### QUOTED TEXT:
____
Putting aside the fact that Flight UAA is just broken in the first place, the difference is FLIGHT provides MOVEMENT and further flying characters must CHOOSE direction and whether to gain or lose velocity and whether to change course from Phase to Phase -- there is an active decision making process involved and the person using Flight UAA is in control of those decisions. CLINGING does not provide MOVEMENT and it does not have any active decision making to be made from Phase to Phase beyond whether it is on or not.

 

Consider the example provided -- DESOLID UAA. The target is Desolid as long as you pay END to maintain the effect. You control whether the power continues to affect them (by continuing to pay the END). What they do while Desolid is not under your control.

 

Changes nothing other than introducing the inanimate object mass rules inherent to UBO to the mix. Solves nothing.

 

I would imagine that DESOLID UAA would have some nasty side effects as it arguably could make targets fall through whatever they are standing on. The target is NOT in control of how the power operates.
____
### Labeled shape items:
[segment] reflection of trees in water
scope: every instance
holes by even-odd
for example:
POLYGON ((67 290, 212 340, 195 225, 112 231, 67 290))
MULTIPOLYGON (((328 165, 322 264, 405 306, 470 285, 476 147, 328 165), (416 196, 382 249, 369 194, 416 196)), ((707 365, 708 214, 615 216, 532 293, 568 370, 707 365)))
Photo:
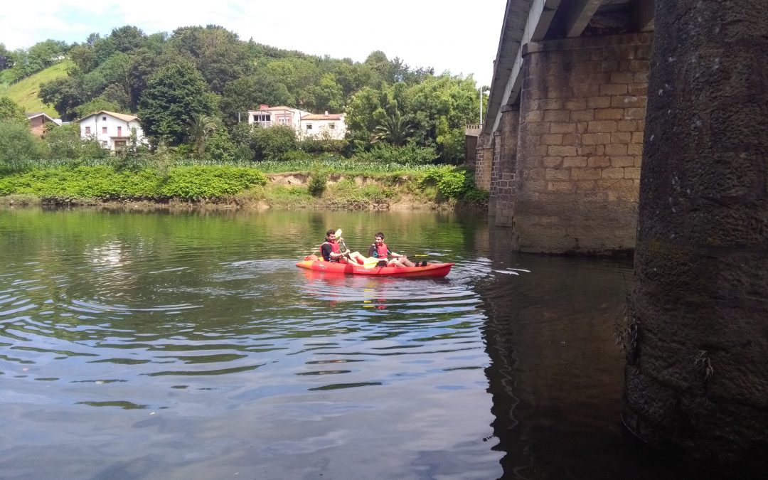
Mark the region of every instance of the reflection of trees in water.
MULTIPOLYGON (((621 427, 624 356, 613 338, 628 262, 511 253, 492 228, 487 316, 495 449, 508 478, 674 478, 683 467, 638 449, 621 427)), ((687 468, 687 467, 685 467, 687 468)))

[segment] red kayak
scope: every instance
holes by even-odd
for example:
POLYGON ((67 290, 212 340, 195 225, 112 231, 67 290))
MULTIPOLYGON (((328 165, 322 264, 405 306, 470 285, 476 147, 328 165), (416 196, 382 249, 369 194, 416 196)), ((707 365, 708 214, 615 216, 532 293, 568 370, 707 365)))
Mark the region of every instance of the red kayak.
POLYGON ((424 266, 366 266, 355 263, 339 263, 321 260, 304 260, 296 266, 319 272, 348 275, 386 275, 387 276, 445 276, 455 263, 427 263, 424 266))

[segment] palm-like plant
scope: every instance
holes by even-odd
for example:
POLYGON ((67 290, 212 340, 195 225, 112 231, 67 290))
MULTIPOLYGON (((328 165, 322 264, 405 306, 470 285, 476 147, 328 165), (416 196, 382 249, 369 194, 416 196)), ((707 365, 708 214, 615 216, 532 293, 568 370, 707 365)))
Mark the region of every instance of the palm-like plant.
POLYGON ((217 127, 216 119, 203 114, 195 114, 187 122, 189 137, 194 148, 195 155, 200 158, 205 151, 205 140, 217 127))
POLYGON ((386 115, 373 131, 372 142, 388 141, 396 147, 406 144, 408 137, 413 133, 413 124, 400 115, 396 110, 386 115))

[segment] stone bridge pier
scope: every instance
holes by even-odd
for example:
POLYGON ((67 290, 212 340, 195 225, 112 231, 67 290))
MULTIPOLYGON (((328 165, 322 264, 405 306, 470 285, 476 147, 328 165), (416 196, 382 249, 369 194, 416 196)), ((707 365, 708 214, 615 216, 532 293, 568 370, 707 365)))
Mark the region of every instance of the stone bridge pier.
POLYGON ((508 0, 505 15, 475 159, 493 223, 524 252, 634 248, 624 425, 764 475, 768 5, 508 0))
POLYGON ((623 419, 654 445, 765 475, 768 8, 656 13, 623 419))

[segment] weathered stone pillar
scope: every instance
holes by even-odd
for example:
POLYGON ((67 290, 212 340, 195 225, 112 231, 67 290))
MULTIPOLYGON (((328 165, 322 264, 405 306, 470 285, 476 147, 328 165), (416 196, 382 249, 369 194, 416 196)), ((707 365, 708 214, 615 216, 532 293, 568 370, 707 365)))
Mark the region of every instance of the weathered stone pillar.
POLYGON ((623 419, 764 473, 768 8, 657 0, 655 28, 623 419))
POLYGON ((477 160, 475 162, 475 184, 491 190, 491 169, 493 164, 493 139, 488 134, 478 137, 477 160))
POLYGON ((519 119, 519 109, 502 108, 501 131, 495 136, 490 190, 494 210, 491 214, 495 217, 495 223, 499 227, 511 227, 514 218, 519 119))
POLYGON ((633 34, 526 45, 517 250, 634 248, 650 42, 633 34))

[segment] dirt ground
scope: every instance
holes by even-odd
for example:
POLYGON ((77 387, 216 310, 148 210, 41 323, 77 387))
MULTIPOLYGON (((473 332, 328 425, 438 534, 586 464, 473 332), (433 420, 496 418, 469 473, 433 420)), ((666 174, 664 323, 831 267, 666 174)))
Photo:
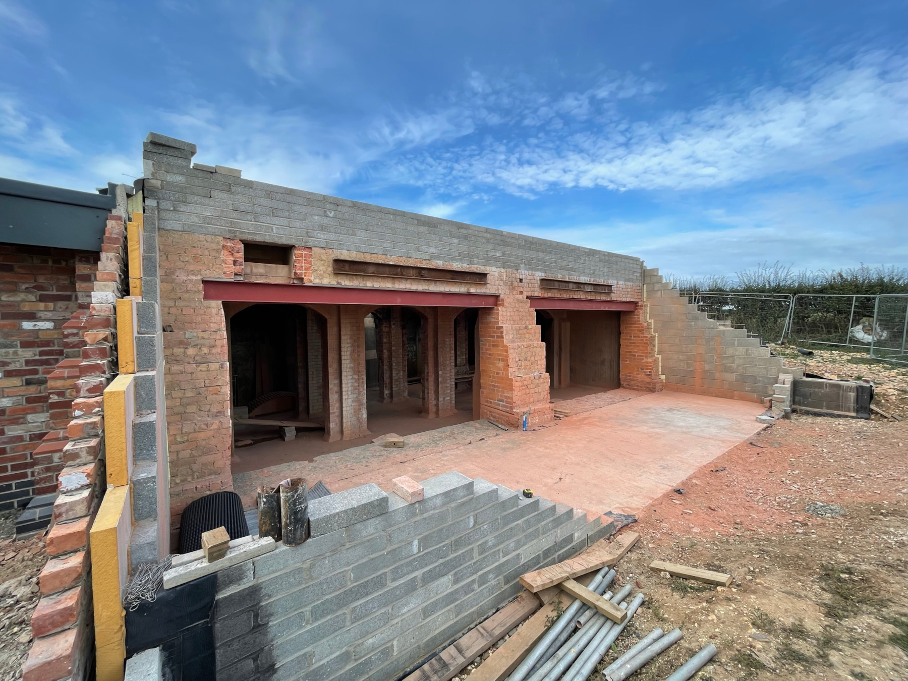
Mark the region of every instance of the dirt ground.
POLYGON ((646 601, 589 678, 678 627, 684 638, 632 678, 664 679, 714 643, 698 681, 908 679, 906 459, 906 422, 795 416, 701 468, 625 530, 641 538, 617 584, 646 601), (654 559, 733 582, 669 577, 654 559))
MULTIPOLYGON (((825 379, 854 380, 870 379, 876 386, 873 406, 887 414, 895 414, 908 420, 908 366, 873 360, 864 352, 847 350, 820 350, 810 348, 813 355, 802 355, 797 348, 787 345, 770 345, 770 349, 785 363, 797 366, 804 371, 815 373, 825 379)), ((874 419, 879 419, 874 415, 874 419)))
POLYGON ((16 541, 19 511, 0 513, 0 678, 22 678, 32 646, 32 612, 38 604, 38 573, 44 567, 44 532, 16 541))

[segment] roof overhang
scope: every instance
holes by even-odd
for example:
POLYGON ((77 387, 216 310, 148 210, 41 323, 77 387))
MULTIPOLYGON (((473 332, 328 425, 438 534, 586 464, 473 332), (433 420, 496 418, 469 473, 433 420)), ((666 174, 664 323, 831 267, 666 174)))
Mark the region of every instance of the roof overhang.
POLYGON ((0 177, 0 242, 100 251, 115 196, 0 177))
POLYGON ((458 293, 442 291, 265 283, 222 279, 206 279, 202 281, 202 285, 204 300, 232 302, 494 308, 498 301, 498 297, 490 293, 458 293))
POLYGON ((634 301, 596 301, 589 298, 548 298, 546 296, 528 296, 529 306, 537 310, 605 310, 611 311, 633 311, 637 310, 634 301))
____
### REQUIRED TASKS:
#1 Reproduce the passage of the rules discussion between "Consider the example" and "under your control.", inclusive.
#2 List every power that the rules discussion names.
These items were taken from a separate source.

### RESPONSES TO THE TASKS:
#1
Consider the example provided -- DESOLID UAA. The target is Desolid as long as you pay END to maintain the effect. You control whether the power continues to affect them (by continuing to pay the END). What they do while Desolid is not under your control.

#2
Flight (Flight UAA)
Clinging
Desolid (Desolid UAA)